■ **Given instruction**: Count the lines in the rows below that contain the word "black" and give only that number.

■ **Exercise data**:
================

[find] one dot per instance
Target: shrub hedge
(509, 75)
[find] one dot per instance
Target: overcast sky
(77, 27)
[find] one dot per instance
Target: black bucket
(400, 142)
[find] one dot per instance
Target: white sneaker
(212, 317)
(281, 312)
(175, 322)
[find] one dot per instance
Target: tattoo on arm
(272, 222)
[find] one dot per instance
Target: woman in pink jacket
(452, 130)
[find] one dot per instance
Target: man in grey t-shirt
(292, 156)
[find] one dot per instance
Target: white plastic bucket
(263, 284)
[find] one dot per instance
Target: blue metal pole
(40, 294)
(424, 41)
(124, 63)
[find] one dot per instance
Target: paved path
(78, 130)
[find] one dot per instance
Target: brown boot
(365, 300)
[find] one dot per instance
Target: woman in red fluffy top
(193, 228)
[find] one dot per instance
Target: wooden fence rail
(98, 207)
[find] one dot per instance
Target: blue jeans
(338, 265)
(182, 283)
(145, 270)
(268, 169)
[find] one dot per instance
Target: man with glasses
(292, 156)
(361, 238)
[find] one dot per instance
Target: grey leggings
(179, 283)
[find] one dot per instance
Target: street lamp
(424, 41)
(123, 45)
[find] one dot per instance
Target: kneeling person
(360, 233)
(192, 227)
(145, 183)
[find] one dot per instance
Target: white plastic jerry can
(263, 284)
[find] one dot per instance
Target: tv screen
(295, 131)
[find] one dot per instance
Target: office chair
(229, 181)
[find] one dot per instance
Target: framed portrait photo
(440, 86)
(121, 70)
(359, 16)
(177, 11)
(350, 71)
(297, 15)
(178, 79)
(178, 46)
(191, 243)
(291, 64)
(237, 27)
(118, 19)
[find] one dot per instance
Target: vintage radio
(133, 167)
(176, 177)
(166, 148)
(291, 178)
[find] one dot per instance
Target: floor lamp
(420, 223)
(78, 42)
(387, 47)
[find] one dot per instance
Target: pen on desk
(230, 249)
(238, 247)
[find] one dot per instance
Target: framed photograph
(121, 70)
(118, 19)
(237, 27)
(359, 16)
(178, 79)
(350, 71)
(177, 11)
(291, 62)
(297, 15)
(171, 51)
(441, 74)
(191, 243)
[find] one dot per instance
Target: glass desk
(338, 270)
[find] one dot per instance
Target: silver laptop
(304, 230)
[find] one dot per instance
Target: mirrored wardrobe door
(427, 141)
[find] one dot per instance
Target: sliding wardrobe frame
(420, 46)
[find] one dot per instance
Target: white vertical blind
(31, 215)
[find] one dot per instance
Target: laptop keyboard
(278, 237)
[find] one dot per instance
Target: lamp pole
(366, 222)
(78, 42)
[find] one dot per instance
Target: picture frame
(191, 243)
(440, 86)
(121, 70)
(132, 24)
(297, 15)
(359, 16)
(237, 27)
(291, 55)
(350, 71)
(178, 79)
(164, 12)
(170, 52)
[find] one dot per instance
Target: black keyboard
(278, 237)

================

■ **Written response**: 2